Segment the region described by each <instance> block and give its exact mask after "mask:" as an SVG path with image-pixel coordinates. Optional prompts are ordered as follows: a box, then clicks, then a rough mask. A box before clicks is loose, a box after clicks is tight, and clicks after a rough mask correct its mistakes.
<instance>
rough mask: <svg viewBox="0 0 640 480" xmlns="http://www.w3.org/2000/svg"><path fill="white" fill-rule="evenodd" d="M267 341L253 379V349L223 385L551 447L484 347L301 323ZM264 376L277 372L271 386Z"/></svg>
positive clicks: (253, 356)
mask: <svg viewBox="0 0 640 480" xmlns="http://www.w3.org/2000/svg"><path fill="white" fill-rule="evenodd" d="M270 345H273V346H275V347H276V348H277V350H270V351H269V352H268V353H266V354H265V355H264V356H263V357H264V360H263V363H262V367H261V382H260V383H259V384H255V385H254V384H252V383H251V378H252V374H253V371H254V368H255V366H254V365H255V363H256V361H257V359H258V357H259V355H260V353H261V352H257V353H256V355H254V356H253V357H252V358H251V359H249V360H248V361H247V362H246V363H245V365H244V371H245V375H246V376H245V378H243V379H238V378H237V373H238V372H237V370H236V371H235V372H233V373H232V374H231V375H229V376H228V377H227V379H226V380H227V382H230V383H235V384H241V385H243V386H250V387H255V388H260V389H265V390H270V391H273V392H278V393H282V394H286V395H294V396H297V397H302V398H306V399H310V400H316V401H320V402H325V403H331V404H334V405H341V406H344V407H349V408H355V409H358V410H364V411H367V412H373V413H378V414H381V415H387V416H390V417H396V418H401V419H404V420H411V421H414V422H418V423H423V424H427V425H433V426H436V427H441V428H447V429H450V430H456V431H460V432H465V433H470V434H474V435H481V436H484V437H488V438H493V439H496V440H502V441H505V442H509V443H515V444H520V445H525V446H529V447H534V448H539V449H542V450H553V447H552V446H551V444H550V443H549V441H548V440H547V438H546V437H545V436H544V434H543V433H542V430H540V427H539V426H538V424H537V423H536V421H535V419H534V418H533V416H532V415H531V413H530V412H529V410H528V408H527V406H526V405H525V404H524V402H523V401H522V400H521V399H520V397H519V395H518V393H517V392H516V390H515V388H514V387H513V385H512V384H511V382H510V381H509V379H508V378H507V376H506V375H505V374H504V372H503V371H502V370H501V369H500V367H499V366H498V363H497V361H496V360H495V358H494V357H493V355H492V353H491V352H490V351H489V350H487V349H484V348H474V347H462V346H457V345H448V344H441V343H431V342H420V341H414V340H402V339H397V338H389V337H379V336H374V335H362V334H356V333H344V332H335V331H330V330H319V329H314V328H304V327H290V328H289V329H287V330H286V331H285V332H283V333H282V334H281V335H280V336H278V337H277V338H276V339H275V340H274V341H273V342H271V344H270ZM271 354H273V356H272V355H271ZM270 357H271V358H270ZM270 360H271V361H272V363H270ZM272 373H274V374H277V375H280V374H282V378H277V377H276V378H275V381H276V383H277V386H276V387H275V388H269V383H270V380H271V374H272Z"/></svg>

━━━━━━━━━━

How many lines of the listing hold the string "instance"? Give the number alone.

2